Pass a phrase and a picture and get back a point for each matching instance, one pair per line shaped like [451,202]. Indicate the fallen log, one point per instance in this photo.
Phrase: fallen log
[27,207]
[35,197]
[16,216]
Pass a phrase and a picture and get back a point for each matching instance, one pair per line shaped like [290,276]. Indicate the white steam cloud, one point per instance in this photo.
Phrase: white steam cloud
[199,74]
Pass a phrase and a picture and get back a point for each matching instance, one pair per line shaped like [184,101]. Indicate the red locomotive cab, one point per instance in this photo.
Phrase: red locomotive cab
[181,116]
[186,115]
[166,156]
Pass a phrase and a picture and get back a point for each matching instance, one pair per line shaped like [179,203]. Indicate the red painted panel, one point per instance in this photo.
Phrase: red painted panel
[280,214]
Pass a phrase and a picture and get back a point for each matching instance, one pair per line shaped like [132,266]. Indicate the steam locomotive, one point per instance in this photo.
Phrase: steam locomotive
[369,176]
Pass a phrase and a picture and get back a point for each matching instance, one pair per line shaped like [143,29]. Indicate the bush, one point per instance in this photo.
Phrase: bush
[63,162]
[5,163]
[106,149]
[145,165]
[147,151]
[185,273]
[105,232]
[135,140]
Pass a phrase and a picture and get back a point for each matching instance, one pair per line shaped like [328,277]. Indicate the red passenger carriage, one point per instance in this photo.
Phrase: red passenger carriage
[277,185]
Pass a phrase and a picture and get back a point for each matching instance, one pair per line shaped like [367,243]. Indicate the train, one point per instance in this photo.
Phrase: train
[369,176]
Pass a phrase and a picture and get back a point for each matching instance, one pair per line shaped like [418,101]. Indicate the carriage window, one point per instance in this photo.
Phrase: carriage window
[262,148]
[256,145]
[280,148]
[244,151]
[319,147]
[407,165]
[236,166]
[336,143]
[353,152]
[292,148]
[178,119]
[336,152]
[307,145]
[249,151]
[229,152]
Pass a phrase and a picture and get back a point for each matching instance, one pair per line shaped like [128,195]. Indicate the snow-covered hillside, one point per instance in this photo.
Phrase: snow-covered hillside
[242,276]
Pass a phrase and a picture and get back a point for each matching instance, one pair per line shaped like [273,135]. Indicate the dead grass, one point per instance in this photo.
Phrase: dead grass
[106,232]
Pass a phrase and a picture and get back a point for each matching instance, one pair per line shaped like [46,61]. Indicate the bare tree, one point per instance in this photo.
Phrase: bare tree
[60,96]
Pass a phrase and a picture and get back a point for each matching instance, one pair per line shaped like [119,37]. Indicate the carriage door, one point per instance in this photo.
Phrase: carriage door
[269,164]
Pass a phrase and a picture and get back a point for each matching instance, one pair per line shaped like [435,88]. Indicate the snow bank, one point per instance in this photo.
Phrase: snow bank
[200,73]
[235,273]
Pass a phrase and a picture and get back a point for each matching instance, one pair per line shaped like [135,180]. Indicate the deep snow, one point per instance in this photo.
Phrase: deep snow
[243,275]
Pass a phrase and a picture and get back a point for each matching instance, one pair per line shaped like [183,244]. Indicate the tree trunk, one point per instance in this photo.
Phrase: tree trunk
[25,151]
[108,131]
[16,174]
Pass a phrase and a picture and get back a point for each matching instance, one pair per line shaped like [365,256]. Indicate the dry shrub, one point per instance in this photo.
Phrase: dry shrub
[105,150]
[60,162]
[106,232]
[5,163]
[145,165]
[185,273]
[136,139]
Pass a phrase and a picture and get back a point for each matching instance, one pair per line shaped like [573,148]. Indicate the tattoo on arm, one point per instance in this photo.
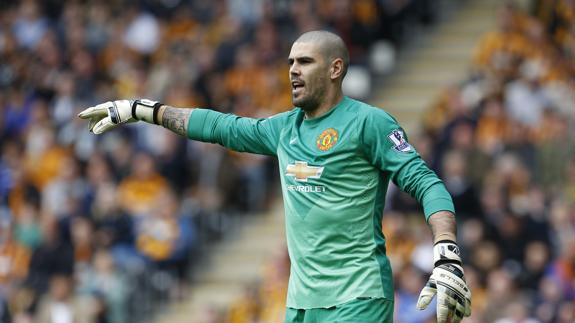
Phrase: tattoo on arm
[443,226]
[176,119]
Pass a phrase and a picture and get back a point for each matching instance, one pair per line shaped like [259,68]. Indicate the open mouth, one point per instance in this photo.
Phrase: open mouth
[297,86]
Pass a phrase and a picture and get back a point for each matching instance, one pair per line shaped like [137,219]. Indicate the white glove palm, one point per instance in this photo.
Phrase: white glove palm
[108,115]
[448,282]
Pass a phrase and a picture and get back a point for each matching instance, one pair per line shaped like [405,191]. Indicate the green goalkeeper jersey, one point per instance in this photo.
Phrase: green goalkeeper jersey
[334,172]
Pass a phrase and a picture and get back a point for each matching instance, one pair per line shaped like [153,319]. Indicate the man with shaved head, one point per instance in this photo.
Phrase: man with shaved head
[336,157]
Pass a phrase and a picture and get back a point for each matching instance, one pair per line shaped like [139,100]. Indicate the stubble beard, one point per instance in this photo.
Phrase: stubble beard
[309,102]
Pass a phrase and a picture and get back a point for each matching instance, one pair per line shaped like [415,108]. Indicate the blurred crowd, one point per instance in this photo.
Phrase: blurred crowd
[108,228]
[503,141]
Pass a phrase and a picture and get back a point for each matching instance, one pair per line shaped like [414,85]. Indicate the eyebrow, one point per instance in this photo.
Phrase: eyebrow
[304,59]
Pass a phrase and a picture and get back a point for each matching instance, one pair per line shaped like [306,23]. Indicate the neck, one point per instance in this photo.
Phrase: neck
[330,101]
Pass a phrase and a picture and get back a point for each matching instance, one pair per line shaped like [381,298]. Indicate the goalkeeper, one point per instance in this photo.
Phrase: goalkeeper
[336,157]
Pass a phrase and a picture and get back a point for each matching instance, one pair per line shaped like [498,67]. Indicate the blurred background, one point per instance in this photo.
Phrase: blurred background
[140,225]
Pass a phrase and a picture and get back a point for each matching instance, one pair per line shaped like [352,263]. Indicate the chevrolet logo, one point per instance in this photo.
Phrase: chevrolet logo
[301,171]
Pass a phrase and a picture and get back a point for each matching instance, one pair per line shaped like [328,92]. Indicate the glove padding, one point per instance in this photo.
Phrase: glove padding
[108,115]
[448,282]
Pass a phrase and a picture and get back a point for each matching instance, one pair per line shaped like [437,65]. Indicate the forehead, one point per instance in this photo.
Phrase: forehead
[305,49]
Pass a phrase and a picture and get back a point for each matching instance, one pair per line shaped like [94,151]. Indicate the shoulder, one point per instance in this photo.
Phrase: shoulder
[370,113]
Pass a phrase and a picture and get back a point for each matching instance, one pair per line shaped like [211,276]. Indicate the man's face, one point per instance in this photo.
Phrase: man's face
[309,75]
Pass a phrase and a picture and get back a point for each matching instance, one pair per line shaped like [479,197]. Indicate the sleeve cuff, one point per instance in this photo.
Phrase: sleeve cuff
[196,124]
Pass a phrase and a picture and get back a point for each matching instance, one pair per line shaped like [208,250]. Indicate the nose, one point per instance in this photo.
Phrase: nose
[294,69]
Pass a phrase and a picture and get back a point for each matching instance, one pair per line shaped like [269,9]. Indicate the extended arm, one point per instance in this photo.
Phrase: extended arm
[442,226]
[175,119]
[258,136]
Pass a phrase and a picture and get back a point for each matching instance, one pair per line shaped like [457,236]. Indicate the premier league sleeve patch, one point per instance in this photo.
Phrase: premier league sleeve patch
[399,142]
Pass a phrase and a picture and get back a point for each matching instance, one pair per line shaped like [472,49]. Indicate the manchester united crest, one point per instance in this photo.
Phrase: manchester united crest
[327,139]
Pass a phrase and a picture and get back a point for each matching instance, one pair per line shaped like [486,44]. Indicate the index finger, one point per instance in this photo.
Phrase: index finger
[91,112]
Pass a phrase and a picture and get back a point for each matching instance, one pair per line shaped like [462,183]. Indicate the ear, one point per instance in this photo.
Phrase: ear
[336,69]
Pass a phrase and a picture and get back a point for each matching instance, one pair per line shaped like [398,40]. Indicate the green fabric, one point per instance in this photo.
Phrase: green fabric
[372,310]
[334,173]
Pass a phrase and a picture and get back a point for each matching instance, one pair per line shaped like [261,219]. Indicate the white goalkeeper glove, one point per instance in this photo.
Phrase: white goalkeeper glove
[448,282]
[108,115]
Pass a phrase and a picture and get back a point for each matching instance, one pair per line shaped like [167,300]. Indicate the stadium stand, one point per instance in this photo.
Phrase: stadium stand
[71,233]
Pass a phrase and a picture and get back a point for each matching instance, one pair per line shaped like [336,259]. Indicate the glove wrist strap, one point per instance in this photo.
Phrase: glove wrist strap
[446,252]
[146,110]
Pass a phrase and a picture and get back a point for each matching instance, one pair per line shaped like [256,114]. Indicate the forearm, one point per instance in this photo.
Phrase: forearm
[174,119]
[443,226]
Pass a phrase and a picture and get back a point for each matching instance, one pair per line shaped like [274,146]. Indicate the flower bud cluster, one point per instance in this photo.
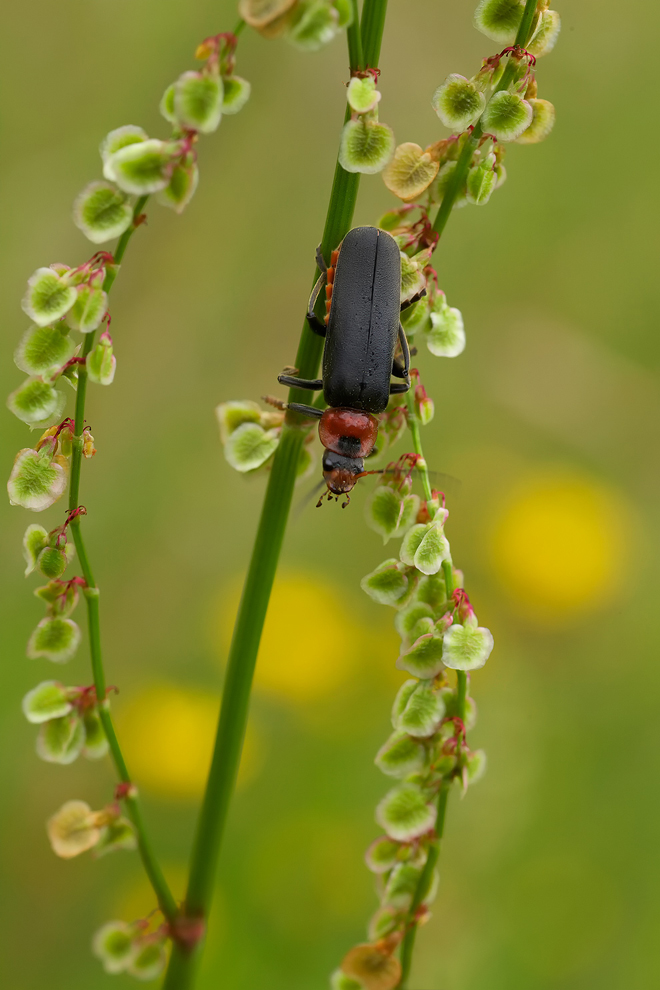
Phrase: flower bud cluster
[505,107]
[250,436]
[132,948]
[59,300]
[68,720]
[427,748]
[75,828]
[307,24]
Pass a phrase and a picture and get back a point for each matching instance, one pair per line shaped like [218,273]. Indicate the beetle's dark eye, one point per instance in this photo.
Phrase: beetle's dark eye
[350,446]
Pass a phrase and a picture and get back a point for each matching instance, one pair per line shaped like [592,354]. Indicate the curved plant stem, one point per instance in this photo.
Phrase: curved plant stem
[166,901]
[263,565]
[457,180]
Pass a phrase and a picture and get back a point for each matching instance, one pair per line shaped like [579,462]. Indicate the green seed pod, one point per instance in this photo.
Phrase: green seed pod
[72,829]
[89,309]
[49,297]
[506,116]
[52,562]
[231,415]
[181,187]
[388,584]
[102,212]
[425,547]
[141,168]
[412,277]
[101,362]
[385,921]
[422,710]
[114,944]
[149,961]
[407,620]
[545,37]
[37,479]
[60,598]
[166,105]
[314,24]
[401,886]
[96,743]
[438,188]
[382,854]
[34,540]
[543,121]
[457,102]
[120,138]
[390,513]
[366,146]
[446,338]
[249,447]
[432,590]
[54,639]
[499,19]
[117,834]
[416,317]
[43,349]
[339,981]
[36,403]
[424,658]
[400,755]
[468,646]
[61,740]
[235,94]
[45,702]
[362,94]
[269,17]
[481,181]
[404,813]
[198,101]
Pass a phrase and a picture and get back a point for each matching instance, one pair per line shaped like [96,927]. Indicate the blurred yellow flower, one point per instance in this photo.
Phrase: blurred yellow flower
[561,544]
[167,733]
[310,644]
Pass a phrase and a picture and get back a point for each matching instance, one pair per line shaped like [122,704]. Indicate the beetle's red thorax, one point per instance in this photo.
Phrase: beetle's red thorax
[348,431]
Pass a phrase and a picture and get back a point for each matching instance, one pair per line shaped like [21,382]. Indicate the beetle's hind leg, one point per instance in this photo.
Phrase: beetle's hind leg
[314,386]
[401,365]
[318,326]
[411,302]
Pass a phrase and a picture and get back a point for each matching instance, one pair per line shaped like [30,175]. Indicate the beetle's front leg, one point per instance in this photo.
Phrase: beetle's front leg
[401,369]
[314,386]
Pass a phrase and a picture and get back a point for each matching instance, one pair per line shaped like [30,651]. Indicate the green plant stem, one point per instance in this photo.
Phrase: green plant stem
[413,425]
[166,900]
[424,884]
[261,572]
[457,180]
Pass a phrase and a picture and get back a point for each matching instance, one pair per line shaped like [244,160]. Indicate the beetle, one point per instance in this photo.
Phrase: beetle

-=-=-=-=-

(Work required):
Please copy exactly, and only, the lines from the line containing "Phrase: green plant stem" through the last line of the records, with both ends included.

(Answer section):
Phrase: green plant stem
[413,425]
[166,900]
[424,884]
[261,572]
[457,180]
Pass a phrase and a picture and get back a point for each matching instance, one pair per line shaped like [244,160]. Indicate the beetle, one point per instance in this photo.
Phrase: beetle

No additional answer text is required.